* STATED PROBLEM A: Count the lines of the listing below that contain the string "yoga", treating case as significant, and give only the number.
= = = = =
A creeping problem: state’s unequal education funding

Like a little added “winter weight,” or blackberry vines overtaking a property, some problems just creep up on you. A little inattention is followed by the realization that, hey, we’ve got a serious problem here.

That’s the case with our K-12 system’s over-reliance on local school levies. That problem is an important component of the state Supreme Court’s McCleary decision. The court said local Maintenance & Operations levies are being used improperly to fund basic education needs that should be covered by the state.

It’s about more than the state’s need to step up and fully fund basic education, though. It’s also about fairness for all of our schoolkids. Different school districts have vastly different funding streams available to them based on local property values.

Allowing this disparity to grow is like saying we’re OK with some kids’ educational opportunities being limited by their ZIP code. Article IX of the state constitution calls for a “uniform system of public schools.” How can the system be uniform when the money available for basic education varies significantly by district? It’s profoundly unfair.

No money for new textbooks? Sorry, Johnny, you should live in a wealthier school district.
= = = = =
* STATED PROBLEM B: Rewrite the part of the editorial on education funding starting with "Like a little" and going on through "serious problem here.", replacing "blackberry vines" with "ivy".

[Lines of data]
= = = = =
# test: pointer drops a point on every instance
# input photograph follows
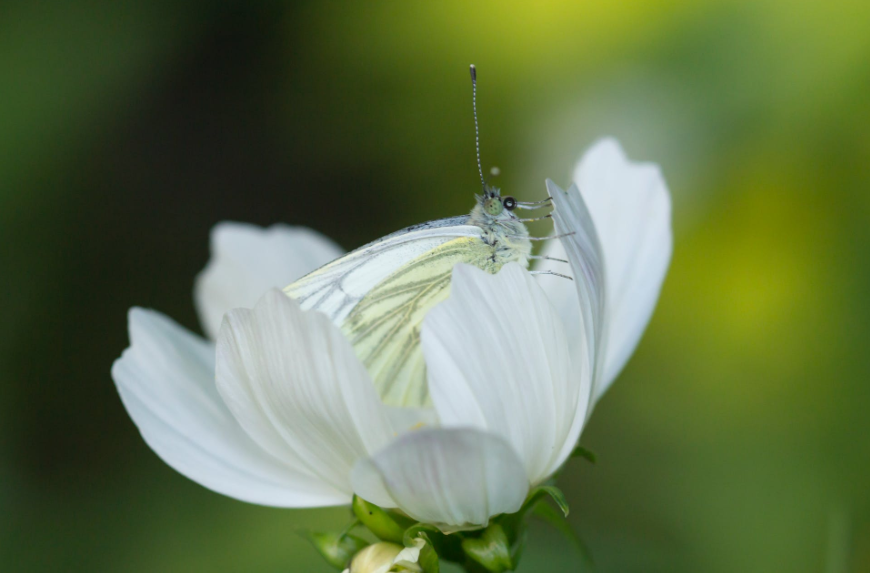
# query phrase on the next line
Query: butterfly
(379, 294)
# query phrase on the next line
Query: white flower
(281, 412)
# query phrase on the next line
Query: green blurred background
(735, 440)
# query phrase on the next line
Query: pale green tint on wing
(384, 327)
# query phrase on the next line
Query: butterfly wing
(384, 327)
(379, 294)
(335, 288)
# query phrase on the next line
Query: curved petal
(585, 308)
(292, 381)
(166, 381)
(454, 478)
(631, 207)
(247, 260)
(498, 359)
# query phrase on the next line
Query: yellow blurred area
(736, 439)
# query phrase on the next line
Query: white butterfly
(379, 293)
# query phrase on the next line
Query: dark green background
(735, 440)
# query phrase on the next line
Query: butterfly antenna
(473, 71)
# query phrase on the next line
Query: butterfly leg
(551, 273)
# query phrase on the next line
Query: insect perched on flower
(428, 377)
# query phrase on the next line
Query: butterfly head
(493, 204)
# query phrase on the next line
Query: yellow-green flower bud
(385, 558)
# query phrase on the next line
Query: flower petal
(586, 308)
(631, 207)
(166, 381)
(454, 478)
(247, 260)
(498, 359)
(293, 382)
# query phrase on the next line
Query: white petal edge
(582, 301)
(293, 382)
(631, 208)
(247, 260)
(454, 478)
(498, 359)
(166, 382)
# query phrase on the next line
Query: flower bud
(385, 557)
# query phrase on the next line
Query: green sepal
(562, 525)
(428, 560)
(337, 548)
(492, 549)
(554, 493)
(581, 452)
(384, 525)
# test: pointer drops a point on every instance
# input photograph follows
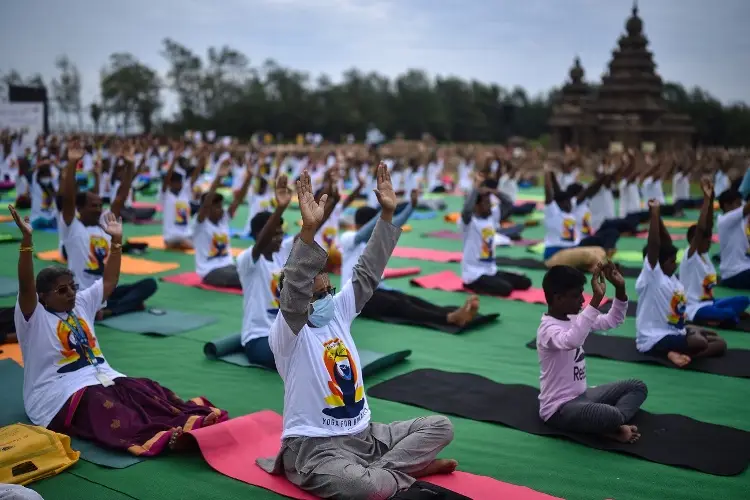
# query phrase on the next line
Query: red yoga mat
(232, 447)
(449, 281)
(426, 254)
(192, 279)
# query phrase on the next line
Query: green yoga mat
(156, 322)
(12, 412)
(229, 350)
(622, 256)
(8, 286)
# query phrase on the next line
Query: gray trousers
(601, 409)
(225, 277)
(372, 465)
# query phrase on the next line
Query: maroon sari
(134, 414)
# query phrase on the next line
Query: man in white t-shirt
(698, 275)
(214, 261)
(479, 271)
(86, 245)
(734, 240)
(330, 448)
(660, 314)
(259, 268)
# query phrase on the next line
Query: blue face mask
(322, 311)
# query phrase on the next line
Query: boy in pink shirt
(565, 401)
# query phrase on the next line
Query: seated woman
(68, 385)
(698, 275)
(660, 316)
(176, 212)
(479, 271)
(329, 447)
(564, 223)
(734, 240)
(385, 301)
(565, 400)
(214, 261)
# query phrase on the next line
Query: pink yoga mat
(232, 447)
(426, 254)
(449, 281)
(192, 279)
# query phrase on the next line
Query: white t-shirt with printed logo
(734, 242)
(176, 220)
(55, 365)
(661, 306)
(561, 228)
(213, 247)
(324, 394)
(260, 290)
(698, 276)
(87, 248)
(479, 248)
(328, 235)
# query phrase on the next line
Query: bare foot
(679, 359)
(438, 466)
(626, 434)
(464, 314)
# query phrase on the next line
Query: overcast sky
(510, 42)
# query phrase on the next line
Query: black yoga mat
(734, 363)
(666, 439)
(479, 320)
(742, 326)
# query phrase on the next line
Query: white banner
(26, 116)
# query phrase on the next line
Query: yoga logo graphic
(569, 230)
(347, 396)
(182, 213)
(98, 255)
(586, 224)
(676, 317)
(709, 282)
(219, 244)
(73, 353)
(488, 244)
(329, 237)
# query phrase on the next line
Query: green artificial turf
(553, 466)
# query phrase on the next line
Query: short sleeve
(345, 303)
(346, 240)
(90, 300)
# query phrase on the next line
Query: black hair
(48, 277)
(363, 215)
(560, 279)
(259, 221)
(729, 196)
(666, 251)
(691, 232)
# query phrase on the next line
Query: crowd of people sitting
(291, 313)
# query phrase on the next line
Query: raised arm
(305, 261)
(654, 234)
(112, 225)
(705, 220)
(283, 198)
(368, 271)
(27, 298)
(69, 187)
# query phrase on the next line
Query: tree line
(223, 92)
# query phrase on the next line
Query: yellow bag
= = = = =
* RESULT A: 5

* RESULT B:
Like a little added “winter weight,” or ivy overtaking a property, some problems just creep up on you. A little inattention is followed by the realization that, hey, we’ve got a serious problem here.